PROBLEM STATEMENT:
Please reproduce word for word everything in the material below, from the line containing "the horse's hind" down to the end of the material, with that first line included.

-- start SUPPLIED DATA --

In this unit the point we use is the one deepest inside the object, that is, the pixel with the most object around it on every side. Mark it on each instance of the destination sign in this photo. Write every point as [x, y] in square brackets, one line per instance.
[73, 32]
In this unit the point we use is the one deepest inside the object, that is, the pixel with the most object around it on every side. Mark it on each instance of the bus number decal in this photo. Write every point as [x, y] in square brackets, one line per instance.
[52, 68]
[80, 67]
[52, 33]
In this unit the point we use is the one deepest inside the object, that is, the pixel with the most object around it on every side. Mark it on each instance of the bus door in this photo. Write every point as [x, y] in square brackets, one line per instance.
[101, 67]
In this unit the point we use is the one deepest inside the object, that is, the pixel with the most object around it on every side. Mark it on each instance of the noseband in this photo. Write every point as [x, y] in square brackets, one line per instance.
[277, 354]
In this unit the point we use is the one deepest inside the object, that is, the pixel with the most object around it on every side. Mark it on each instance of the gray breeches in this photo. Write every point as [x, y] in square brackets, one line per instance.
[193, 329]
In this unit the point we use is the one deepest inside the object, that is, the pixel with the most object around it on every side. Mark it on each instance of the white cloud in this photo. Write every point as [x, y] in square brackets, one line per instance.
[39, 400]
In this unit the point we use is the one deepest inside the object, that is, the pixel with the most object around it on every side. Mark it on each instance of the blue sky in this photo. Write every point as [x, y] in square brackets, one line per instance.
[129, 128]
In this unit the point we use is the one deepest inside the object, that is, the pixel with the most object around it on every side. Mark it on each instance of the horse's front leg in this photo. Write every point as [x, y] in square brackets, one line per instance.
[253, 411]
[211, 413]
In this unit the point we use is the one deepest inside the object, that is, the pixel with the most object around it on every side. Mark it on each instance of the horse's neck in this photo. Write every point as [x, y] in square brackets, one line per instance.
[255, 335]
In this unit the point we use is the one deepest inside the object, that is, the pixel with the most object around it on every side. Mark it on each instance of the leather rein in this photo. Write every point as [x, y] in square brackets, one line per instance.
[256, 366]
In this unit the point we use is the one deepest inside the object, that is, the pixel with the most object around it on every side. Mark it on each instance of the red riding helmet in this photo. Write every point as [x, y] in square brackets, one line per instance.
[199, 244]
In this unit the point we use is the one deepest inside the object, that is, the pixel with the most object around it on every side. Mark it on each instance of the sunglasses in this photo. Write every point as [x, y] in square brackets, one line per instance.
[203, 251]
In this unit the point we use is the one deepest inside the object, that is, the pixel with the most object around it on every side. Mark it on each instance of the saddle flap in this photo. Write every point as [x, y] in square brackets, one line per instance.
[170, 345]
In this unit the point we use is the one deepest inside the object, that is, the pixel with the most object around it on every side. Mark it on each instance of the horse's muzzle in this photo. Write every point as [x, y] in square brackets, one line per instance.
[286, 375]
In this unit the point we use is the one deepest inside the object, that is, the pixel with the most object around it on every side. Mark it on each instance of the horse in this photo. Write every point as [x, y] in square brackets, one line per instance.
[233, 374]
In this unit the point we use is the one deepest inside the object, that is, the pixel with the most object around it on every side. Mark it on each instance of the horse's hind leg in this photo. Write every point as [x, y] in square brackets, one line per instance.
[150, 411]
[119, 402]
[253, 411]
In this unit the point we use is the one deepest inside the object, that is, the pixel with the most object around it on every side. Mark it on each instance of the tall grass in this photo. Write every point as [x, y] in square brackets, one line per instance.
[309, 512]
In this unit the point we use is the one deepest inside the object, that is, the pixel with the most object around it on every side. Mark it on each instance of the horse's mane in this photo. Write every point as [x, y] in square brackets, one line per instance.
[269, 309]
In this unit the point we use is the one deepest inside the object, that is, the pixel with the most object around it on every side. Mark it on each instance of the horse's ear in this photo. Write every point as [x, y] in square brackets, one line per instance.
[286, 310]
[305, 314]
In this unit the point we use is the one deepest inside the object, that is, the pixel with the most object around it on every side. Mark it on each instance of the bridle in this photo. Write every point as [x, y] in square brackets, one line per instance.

-- end SUPPLIED DATA --

RESULT BELOW:
In this unit the point we use is the one deepest inside the object, that is, the pixel with the most object around it on every side. Mark it on each instance of the horse's hind leg in this photo. Write every point as [x, y] in square brackets, one line per instance.
[150, 411]
[119, 402]
[253, 411]
In this unit the point we use is the one deepest inside the object, that is, the pixel with the most object around it on every side. Mark it on each instance of the tall grass in this photo. Write every point as [x, y] in square brackets, one line per instance.
[309, 512]
In this unit the point we use is the one deepest inside the object, that is, the pixel with the most object around it on every side. Mark it on each instance of the horse's mane in this photo. Write every point as [x, y] in square brackets, one line per instance.
[269, 309]
In this unit the point we use is the one deepest inside the object, that is, the pixel with the most object around it on every side. Mark it on each instance of the horse's ear in this photo. Write every point as [x, y] in square brackets, one line per instance.
[286, 310]
[305, 314]
In this unit the point we use is the one deepest inside the object, that is, the pixel with the most object around it on every side. Mark it on each instance of the bridle in this photo. Write every point as [x, y] in square brackets, one line per instance.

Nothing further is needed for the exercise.